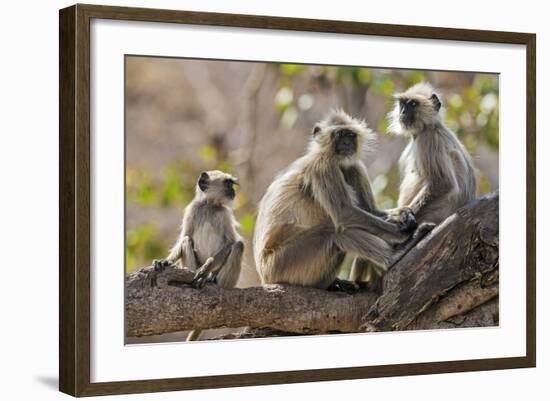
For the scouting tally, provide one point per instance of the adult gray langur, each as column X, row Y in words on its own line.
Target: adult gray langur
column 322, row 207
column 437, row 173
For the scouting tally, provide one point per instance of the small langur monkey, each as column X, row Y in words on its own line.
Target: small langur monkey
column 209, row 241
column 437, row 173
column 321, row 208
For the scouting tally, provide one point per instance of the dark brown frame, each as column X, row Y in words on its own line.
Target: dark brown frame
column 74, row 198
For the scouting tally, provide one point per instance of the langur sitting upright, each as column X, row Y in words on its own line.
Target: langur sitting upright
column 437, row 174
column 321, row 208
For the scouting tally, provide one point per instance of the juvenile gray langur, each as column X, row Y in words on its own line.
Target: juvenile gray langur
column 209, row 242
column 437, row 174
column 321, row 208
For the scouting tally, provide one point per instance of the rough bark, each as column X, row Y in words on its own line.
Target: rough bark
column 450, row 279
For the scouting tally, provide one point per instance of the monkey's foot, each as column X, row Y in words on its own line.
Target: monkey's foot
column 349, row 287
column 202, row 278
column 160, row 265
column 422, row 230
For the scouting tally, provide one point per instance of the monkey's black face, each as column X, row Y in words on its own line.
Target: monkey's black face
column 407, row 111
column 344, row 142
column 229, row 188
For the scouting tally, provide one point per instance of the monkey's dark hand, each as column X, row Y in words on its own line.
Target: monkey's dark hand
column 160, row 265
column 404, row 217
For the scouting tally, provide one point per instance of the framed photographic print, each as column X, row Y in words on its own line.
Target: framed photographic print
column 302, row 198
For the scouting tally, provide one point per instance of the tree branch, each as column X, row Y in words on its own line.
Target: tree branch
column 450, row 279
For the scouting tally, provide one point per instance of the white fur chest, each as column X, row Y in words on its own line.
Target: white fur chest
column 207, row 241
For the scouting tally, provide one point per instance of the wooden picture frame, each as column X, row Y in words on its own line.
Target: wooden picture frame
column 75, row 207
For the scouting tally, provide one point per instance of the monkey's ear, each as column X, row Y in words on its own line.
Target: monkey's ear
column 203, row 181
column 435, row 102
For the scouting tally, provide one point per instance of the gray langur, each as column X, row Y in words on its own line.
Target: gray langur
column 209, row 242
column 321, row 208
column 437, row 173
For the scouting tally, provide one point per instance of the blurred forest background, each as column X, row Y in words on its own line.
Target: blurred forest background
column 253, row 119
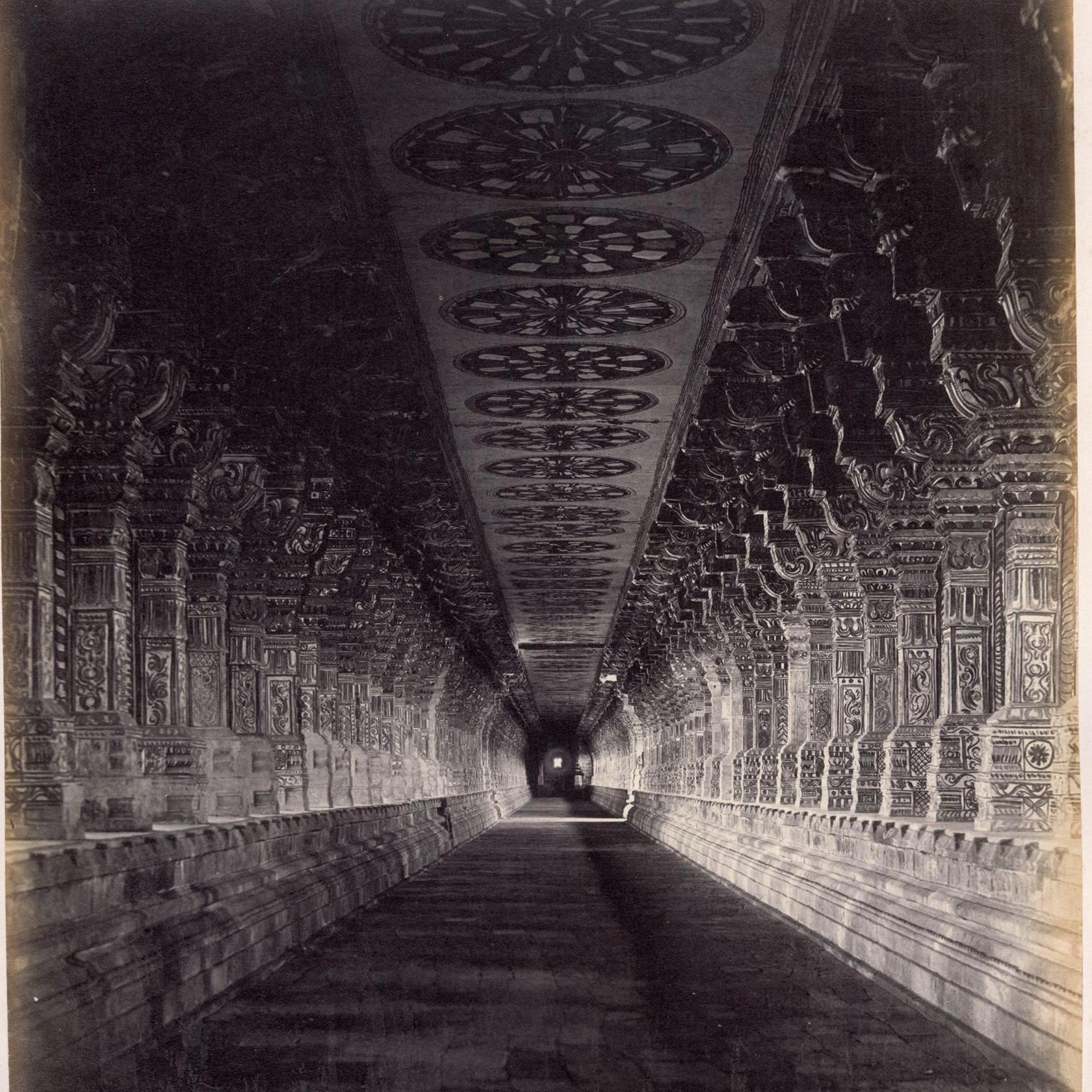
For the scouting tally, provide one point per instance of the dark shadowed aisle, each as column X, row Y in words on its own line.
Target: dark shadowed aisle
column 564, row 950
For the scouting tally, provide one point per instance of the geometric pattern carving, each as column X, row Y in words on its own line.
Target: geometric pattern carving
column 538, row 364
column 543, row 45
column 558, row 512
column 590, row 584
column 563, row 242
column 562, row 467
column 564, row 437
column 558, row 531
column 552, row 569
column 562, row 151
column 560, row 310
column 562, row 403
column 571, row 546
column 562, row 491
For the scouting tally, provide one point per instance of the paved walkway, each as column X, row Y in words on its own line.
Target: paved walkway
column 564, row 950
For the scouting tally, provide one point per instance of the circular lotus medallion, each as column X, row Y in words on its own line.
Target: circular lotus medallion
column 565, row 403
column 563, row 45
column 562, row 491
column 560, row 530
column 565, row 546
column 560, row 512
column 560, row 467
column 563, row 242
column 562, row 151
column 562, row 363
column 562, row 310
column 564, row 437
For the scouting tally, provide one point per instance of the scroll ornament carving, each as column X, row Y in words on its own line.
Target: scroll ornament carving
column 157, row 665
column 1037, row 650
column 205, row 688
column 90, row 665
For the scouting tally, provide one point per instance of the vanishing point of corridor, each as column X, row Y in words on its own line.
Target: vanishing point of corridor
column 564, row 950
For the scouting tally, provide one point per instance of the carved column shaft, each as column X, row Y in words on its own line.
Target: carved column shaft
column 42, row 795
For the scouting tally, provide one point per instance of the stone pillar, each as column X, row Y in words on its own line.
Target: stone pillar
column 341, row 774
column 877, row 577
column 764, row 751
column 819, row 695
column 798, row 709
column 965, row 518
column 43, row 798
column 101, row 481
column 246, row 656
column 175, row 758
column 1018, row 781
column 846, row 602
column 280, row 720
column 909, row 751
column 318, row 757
=======
[Task statement]:
Go back to the records above and write them out exactly, without the pictures.

[The result]:
For the scouting tally, provide one point per instance of the adult gray langur, each as column X, row Y in words on its own line.
Target: adult gray langur
column 322, row 207
column 437, row 173
For the scouting tally, provide one point per instance of the small langur monkey, each as column X, row Y in words on its own line.
Target: small langur monkey
column 209, row 241
column 437, row 173
column 321, row 208
For the scouting tally, provide one point per instance of the dark brown frame, each as column X, row Y in words on its own line.
Target: dark brown frame
column 74, row 198
For the scouting tally, provide one point per instance of the langur sitting upright, each as column X, row Y in words on its own line.
Target: langur sitting upright
column 437, row 174
column 321, row 208
For the scouting tally, provide one point per instance of the juvenile gray langur, each as column X, row Y in words on its own line.
Target: juvenile gray langur
column 209, row 242
column 437, row 174
column 321, row 208
For the scouting tally, provide one point per instance of the rough bark, each as column X, row Y in words on its own line.
Target: rough bark
column 450, row 279
For the scouting tally, provide one point per instance of the monkey's foot, each as column X, row Y in words on its own line.
Target: monkey's foot
column 349, row 287
column 202, row 278
column 160, row 265
column 422, row 230
For the scouting tally, provide one point per instance of the monkey's black face, each as column X, row Y in words on its own line.
Target: monkey's black face
column 407, row 111
column 344, row 142
column 229, row 188
For the scouting tally, provide one point per instance of the monkey's dark hand, each as column X, row Y in words on its own line.
Target: monkey's dark hand
column 160, row 265
column 404, row 217
For the scouting tally, provide one point per instance of the framed photographic print, each as column X, row Y in words on its own line.
Target: framed photographic print
column 302, row 198
For the scouting tally, provide one point per instance of the tree branch, each as column X, row Y in words on its own line.
Target: tree branch
column 450, row 279
For the scouting tally, provide one point per instance of the white fur chest, each as column X, row Y in words on its own line.
Target: white fur chest
column 207, row 241
For the scouting tally, provide one point per instance of the wooden picture frame, each as column X, row Y in words on its own line.
Target: wooden picture frame
column 75, row 207
For the scouting tally, provide one point per instance of the monkey's ear, each as column X, row Y in words on its own line.
Target: monkey's ear
column 203, row 181
column 435, row 102
For the scouting tally, provide one point per instance of the gray langur, each as column X, row Y in words on its own line.
Target: gray langur
column 209, row 242
column 321, row 208
column 437, row 173
For the scouting tally, provide one point per instance of the blurred forest background, each as column X, row Y in words on its own line.
Target: blurred forest background
column 253, row 119
For the scouting tally, provide one point per instance of the dark shadowed aisle, each as column X, row Y in words on its own line.
Target: dark shadowed aisle
column 564, row 950
For the scouting tally, provide one point per instance of the geometric pattern carving, each as column X, row Y in words on its own line.
Target: geometric pattern carving
column 538, row 364
column 543, row 45
column 558, row 512
column 590, row 584
column 563, row 242
column 562, row 467
column 564, row 437
column 558, row 531
column 552, row 569
column 562, row 151
column 560, row 310
column 562, row 403
column 571, row 546
column 562, row 491
For the scouting tally, provide one point per instance of the paved walkway, each as column X, row Y in words on its own line.
Target: paved walkway
column 564, row 950
For the scouting tally, provide one point per instance of the circular lotus medallion, each as column X, row Y in words on its own line.
Target: circular lotus medallion
column 565, row 403
column 563, row 45
column 562, row 491
column 560, row 530
column 565, row 546
column 560, row 512
column 560, row 467
column 563, row 242
column 562, row 151
column 562, row 363
column 562, row 310
column 564, row 437
For the scouting tally, provide one point per instance of the scroll ornament carving, each as column X, row Y in words on its own line.
Target: scroll ornament carving
column 157, row 665
column 1037, row 650
column 205, row 688
column 90, row 665
For the scouting tally, provide one point per instance of the vanishing point of corridor, each as column X, row Y in words on its own line.
Target: vanishing point of corridor
column 564, row 950
For the scouting tally, provide one point per instance of the carved column shaft, each as column X, row Y in words on its own line.
Target: carved column shaft
column 42, row 795
For the scouting tally, provide one point per instance of the stone pillar, each as column X, row Y in words on its own line.
Target: stone pillar
column 341, row 774
column 877, row 577
column 764, row 751
column 819, row 695
column 798, row 709
column 965, row 518
column 43, row 798
column 101, row 481
column 246, row 656
column 175, row 758
column 1018, row 781
column 846, row 602
column 280, row 720
column 909, row 751
column 318, row 757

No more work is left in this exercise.